_SOURCE DOCUMENT_
---*---

ER: Remember when we didn't have a single Harley Race match on our DVDVR 80s WWF set? We didn't have any Terry Funk or Moondogs or hardly any Andre matches either so it says more about the process than any Race exclusion. It was the first set and the match selection process got air tight by the Other Japan Men. But it is a microcosm of many things that point to how little Race's WWF run is typically discussed when discussing his career. What is the highest regarded Race WWF singles match? That never got discussed as much during any assessment of his work. It's no surprise to anyone reading this that I love the final years of great wrestlers. Harley Race is a guy who always seemed old and his WWF run started when he actually was getting old. An old used up sack of shit 43 year old. Harley Race is my peer. I feel spiritually connected now to 1986 Harley Race's incredible bumping, leveled on the spiritual plane. Equals. Sore joints, delicate back, waking up with a surprise sciatic jolt down your leg, fucking 43 years old. 

My body has seen less abuse than former NWA World Champion Harley Race's body. He's a man you couldn't fathom in modern wrestling. This kind of man doesn't exist in the world today, and certainly doesn't exist in current professional wrestling. I like the Butcher as much as anyone but that's a guy who goes in on a brewery with his boys; Harley Race is the guy who would Tasmanian devil his way through that brewery. None of us have ever been involved in violent road incidents as pastime. Harley Race is an anachronism. A man sitting shotgun in a Seville pulling his 5th Bud off the ring one night is the same 43 year old scary uncle who was taking pratfalls like a barroom Buster Keaton a couple hours earlier. I cannot honestly fucking imagine living life as Harley Race. I can imagine being Cody Rhodes or Jey Uso pretty easily. But I can't picture what being Harley Race in the 70s was like. 

I think Harley Race is a beautiful wrestler. Let me know if this makes sense, but I think I love the way Harley Race bumps so much because he bumps the way Andre would have bumped if he was half the size. Harley Race hides this athleticism in plain sight the same way Andre would, by moving stiffly and falling differently than anyone else's physics. Don't let anyone ever tell you that Harley Race was old and washed during his WWF run. This was a house show main event. A large house in Maple Leaf Gardens in a main event going to a draw. Maybe people subconsciously don't view Race's WWF run because they were viewing him as a relic from the midwest making towns era and not a guy who worked in the TV era. I don't know. Harley Race was a relic by the late 80s, but his appeal as a relic was his entire appeal. He was never not a throwback to people because he was too real to be fake. This is a house show main event that contains no less than eight violent or unique Race falls, putting on a show for people who will never have any way to visually revisit the ballet again.

---*---

_MATERIAL PROVIDED_

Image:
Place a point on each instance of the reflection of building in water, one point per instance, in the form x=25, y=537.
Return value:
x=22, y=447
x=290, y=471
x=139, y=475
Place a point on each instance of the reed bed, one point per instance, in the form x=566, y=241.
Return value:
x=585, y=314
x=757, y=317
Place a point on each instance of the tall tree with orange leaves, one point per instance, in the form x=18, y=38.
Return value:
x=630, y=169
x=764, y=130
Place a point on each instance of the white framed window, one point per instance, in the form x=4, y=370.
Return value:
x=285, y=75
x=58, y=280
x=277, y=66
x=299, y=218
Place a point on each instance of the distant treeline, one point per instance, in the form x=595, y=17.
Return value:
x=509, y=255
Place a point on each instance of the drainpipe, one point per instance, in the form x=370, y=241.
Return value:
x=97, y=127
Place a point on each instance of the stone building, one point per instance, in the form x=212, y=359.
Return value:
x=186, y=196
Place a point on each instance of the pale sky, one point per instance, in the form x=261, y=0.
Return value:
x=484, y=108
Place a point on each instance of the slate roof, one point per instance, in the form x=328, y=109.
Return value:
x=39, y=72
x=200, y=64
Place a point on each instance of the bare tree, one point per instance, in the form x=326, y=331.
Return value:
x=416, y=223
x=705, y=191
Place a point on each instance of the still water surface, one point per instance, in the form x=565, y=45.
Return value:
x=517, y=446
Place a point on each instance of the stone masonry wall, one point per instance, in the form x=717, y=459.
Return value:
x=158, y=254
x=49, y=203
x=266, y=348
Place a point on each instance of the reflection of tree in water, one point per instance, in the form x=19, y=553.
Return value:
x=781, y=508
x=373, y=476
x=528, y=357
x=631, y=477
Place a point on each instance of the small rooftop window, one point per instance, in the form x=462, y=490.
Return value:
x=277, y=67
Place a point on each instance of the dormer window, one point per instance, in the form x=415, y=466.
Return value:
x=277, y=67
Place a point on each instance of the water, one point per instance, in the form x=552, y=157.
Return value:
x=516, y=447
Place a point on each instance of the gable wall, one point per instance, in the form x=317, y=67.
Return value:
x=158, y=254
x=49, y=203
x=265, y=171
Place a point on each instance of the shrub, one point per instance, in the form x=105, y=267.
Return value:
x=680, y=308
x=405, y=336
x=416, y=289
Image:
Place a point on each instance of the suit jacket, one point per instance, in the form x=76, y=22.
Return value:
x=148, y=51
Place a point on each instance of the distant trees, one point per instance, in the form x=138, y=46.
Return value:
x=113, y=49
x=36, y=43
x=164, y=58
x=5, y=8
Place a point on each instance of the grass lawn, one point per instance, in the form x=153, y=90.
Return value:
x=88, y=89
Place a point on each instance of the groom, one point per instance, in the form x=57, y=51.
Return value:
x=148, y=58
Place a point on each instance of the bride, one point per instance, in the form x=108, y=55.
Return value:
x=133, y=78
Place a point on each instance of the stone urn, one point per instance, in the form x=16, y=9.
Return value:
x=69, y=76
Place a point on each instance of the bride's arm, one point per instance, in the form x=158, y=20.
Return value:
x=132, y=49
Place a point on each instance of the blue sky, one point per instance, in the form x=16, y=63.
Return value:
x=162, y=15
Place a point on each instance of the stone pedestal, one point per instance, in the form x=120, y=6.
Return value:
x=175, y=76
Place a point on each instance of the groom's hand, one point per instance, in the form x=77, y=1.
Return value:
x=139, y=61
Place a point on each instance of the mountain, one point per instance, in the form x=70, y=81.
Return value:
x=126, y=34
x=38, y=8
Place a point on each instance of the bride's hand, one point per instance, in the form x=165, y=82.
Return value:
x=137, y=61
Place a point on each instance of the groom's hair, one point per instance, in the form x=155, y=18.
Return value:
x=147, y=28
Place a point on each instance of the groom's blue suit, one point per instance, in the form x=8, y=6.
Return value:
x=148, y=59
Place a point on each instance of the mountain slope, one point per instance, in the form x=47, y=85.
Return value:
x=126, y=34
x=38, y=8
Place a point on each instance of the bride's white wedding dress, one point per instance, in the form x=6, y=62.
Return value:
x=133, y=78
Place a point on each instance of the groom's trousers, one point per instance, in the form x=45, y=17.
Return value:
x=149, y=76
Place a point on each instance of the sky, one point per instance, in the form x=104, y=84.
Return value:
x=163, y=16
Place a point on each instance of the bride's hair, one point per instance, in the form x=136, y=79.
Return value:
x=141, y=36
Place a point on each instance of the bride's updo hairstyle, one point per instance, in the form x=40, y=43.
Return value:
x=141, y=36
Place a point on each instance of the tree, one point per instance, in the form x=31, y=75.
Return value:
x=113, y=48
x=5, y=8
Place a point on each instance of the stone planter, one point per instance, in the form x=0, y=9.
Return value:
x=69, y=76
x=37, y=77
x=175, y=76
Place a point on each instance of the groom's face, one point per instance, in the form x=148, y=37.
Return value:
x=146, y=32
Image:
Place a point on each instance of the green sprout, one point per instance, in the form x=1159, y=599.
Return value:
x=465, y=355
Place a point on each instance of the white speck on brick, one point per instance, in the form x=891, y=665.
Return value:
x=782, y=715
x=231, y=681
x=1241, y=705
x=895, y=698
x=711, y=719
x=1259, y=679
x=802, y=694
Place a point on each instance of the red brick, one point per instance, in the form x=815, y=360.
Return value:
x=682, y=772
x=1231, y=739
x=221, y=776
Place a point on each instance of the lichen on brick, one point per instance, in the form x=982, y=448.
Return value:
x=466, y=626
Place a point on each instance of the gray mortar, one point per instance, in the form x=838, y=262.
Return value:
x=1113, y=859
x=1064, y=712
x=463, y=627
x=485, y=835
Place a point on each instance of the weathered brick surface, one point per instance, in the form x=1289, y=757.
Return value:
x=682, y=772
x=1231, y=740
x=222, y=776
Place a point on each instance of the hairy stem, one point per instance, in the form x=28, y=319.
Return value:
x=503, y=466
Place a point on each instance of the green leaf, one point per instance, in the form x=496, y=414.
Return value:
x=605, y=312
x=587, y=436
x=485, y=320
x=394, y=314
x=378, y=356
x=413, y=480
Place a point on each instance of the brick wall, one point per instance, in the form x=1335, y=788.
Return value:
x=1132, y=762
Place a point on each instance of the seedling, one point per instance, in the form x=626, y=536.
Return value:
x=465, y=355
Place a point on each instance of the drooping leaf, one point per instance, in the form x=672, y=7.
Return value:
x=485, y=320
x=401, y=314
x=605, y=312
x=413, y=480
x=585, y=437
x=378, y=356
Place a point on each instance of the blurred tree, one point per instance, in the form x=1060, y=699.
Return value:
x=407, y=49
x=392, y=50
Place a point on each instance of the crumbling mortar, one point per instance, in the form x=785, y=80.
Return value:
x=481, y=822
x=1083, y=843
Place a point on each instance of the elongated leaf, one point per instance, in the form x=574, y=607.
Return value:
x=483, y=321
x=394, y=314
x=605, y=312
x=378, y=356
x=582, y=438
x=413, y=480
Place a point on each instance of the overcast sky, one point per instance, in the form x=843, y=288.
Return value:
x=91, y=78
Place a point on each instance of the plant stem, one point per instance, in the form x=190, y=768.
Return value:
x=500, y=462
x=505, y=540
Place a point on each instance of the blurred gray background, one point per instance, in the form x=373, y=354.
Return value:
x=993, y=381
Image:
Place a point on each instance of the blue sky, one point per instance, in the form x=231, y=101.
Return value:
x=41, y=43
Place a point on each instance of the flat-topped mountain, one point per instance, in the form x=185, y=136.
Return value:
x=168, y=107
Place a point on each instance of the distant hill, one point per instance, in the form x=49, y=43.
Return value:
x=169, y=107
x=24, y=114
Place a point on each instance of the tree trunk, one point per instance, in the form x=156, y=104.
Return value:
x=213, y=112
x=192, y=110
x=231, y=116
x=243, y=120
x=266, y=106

---*---

_SET EXERCISE 1_
From the Harley Race essay, extract the passage that begins at the words "My body has" and stops after the words "70s was like.".
_SET EXERCISE 2_
According to the Harley Race essay, in what venue was the house show main event held?
_SET EXERCISE 3_
Decide whether each statement agrees with the Harley Race essay. Answer yes or no and quote the deciding words.
(a) The DVDVR 80s WWF set included a Harley Race match.
(b) The writer compares Race's bumping to how Andre would have bumped at half the size.
(c) The house show main event ended in a draw.

_FINAL ANSWER 1_
My body has seen less abuse than former NWA World Champion Harley Race's body. He's a man you couldn't fathom in modern wrestling. This kind of man doesn't exist in the world today, and certainly doesn't exist in current professional wrestling. I like the Butcher as much as anyone but that's a guy who goes in on a brewery with his boys; Harley Race is the guy who would Tasmanian devil his way through that brewery. None of us have ever been involved in violent road incidents as pastime. Harley Race is an anachronism. A man sitting shotgun in a Seville pulling his 5th Bud off the ring one night is the same 43 year old scary uncle who was taking pratfalls like a barroom Buster Keaton a couple hours earlier. I cannot honestly fucking imagine living life as Harley Race. I can imagine being Cody Rhodes or Jey Uso pretty easily. But I can't picture what being Harley Race in the 70s was like.

_FINAL ANSWER 2_
Maple Leaf Gardens.

_FINAL ANSWER 3_
(a) No: "Remember when we didn't have a single Harley Race match on our DVDVR 80s WWF set?"
(b) Yes: "he bumps the way Andre would have bumped if he was half the size"
(c) Yes: "A large house in Maple Leaf Gardens in a main event going to a draw."